[begin Information shown]

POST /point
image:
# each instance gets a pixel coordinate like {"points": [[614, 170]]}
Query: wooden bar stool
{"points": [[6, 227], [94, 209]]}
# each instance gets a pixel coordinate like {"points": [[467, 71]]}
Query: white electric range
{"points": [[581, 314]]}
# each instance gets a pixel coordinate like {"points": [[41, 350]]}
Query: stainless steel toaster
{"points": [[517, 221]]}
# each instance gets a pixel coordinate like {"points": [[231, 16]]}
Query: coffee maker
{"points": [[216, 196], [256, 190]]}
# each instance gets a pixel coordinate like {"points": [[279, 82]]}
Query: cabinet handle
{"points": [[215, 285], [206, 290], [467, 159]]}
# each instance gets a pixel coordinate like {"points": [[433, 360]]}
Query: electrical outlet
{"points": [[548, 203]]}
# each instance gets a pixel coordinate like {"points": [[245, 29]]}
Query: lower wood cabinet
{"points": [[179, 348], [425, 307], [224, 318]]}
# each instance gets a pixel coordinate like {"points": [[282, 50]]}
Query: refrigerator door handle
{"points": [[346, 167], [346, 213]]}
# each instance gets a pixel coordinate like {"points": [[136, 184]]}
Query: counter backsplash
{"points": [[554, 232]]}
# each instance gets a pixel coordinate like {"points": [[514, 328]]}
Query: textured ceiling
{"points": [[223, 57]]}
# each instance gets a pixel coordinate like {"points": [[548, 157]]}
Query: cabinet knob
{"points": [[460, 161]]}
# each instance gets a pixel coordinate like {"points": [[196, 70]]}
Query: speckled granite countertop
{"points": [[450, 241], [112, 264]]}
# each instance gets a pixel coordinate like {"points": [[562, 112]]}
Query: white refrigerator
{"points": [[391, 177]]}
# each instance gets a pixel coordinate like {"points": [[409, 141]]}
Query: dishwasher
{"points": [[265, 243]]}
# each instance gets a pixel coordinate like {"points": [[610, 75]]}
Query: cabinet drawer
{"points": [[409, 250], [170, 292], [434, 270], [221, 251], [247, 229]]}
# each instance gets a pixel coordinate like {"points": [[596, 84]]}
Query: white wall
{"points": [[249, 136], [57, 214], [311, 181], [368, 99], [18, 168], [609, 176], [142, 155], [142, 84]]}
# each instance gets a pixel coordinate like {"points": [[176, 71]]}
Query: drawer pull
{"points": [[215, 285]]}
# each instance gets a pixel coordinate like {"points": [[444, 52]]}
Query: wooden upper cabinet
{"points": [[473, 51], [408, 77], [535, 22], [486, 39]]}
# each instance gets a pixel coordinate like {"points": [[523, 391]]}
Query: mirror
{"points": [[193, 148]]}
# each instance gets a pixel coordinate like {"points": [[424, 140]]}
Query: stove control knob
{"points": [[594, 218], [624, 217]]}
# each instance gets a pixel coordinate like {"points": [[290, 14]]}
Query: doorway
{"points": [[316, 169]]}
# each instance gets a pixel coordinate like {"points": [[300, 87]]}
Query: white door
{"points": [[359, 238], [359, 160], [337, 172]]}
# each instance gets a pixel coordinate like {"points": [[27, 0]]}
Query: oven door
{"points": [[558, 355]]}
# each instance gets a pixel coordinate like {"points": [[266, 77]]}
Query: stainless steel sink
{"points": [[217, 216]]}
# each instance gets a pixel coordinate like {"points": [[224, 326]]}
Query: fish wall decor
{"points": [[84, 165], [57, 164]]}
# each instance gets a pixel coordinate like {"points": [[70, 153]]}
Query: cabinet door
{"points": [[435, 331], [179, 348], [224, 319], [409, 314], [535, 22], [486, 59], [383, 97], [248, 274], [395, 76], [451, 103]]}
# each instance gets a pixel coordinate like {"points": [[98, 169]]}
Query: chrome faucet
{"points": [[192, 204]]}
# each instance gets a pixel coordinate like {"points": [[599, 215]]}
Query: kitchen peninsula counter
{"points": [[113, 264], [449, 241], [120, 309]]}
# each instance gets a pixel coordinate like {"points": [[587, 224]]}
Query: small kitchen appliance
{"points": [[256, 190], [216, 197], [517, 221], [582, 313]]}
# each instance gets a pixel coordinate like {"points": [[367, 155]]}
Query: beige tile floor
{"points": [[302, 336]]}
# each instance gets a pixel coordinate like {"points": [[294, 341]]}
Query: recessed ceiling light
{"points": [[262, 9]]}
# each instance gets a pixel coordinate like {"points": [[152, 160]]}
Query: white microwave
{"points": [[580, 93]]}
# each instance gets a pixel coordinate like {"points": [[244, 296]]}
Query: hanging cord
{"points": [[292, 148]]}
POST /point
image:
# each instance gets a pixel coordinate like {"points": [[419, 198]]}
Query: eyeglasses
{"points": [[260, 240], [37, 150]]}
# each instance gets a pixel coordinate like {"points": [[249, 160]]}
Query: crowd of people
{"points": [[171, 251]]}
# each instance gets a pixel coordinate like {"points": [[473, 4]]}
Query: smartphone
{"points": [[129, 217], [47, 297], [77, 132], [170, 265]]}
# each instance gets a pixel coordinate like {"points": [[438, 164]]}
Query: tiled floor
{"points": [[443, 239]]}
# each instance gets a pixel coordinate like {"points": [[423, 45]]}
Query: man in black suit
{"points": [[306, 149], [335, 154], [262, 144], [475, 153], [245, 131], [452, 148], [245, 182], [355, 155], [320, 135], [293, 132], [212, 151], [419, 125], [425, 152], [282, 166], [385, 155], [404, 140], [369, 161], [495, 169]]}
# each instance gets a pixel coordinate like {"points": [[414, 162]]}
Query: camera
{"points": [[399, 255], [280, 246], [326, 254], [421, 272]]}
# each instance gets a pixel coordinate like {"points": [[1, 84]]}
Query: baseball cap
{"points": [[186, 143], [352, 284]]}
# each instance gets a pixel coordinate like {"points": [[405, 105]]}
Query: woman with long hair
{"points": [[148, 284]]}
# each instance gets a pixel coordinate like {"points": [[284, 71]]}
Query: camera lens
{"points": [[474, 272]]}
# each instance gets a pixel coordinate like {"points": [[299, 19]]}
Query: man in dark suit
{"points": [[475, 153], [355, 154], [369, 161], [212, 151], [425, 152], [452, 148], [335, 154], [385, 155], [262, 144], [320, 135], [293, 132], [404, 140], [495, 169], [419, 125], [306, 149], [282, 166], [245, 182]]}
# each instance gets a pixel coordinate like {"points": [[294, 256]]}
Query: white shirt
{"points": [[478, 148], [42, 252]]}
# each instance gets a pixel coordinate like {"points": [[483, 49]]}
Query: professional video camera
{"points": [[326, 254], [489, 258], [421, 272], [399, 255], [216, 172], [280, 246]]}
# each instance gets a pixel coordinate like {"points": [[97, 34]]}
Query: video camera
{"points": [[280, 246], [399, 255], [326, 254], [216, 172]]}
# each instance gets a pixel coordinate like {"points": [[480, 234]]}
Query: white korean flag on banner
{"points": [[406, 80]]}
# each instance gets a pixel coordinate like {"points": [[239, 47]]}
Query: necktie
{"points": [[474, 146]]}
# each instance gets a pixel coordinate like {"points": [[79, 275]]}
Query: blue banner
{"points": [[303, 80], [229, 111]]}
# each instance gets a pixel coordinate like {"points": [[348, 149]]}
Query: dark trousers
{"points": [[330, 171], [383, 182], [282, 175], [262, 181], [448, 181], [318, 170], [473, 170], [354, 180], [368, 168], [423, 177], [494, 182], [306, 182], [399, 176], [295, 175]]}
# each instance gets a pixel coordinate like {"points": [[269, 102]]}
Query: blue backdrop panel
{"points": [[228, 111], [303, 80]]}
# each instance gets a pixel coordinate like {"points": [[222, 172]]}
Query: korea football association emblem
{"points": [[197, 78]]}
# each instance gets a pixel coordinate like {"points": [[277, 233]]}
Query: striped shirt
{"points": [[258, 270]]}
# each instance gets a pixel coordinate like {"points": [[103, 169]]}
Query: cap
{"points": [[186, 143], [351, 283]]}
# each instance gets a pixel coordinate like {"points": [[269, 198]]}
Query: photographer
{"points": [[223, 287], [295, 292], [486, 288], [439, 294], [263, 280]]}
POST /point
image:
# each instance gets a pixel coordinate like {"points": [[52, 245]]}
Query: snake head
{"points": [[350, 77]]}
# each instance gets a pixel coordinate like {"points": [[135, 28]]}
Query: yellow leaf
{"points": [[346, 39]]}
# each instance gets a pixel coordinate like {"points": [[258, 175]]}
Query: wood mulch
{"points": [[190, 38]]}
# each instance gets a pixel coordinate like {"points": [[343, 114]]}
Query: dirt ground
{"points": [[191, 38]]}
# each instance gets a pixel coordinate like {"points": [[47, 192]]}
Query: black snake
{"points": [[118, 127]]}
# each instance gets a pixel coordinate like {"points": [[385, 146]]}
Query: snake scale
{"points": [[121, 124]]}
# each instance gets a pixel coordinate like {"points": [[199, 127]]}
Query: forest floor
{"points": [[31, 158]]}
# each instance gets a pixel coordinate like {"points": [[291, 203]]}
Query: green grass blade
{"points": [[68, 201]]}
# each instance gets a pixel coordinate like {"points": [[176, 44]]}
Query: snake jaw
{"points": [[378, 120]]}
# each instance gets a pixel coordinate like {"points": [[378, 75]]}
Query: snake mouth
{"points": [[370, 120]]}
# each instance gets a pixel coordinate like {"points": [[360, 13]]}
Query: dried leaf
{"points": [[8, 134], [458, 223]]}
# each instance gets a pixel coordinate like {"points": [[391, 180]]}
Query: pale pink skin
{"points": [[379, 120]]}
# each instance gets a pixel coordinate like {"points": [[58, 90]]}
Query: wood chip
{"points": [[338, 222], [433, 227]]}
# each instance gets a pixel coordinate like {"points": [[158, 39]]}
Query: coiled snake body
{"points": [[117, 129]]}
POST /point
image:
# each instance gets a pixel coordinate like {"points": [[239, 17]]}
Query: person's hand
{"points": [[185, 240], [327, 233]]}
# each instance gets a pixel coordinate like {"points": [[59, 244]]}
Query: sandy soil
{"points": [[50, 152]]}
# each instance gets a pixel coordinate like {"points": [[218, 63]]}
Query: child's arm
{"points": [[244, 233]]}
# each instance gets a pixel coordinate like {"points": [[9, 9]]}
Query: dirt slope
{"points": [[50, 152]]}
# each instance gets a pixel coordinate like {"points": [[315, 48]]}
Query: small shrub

[end Information shown]

**To be done**
Report every line of the data above that contains the word "white", copying each line in full.

**Written solution**
Query: white electric range
Query: white refrigerator
Query: white wall
Query: white door
Query: white microwave
Query: white shirt
Query: white korean flag on banner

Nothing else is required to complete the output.